* How to complete this task *
Your response should consist solely of the lines from the one containing "point_to MUST indicate the beige" through the final line of the entries, repeated exactly.

* The records *
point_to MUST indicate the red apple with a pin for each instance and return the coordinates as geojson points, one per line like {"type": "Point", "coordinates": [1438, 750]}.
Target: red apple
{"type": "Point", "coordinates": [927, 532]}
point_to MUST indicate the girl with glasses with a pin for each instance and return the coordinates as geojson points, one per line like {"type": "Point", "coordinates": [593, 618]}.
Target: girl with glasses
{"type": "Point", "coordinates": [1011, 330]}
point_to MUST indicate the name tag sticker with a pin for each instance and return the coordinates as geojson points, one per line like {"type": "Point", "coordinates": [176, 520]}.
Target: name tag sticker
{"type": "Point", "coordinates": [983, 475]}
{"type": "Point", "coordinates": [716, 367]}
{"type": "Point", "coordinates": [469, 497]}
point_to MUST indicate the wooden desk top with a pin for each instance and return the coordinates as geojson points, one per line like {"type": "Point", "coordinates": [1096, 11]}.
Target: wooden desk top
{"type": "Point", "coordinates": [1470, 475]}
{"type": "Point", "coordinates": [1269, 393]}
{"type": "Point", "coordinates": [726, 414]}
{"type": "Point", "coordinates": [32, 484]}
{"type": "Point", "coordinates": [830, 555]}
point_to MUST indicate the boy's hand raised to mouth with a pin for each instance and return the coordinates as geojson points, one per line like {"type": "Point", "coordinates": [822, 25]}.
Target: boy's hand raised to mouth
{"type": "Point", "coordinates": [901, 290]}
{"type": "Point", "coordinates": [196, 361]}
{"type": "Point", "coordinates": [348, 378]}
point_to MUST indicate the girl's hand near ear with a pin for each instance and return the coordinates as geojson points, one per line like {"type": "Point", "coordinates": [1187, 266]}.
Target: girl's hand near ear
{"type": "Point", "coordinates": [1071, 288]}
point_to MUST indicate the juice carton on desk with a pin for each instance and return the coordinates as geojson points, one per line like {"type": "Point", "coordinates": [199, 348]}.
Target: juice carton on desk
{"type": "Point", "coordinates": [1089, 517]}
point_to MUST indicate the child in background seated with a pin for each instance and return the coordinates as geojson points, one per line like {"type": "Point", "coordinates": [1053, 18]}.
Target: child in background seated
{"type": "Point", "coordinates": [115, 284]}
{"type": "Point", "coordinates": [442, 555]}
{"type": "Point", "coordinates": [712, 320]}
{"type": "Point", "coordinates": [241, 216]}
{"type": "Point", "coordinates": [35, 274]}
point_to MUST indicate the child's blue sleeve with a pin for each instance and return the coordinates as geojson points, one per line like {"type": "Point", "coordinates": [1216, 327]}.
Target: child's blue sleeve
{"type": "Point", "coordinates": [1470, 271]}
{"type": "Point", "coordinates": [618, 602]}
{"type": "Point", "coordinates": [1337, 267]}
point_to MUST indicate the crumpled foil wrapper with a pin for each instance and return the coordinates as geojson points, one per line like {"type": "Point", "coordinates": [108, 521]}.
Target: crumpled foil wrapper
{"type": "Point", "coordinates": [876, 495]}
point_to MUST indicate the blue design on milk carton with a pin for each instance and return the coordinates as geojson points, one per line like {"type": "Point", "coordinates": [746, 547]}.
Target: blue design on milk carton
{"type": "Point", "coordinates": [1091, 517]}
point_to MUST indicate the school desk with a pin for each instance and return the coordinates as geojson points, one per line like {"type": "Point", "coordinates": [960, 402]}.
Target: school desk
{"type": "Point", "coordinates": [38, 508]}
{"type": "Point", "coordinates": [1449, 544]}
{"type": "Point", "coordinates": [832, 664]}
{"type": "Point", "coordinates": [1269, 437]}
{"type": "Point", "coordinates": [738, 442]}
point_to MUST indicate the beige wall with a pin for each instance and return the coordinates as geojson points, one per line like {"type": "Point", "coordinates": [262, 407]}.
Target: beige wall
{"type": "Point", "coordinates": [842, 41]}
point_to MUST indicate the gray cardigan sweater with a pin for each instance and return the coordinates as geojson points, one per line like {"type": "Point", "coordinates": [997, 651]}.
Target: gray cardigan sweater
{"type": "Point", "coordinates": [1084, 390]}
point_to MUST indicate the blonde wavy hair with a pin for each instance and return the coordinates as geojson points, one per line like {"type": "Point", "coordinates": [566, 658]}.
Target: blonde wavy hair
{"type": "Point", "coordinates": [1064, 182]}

* Your response *
point_to MUST indicate the beige wall with a pin for each instance and return the coordinates as geojson points, one per line like {"type": "Point", "coordinates": [262, 407]}.
Target: beige wall
{"type": "Point", "coordinates": [842, 41]}
point_to MUST indicate the gray cardigan sweater with a pin for each instance and return the coordinates as geojson points, one per line like {"type": "Point", "coordinates": [997, 651]}.
Target: gray cardigan sweater
{"type": "Point", "coordinates": [1084, 390]}
point_to MUST indicate the blonde wavy hair with a pin for each instance and return the coordinates as geojson points, one per line like {"type": "Point", "coordinates": [566, 658]}.
Target: blonde wavy hair
{"type": "Point", "coordinates": [1064, 182]}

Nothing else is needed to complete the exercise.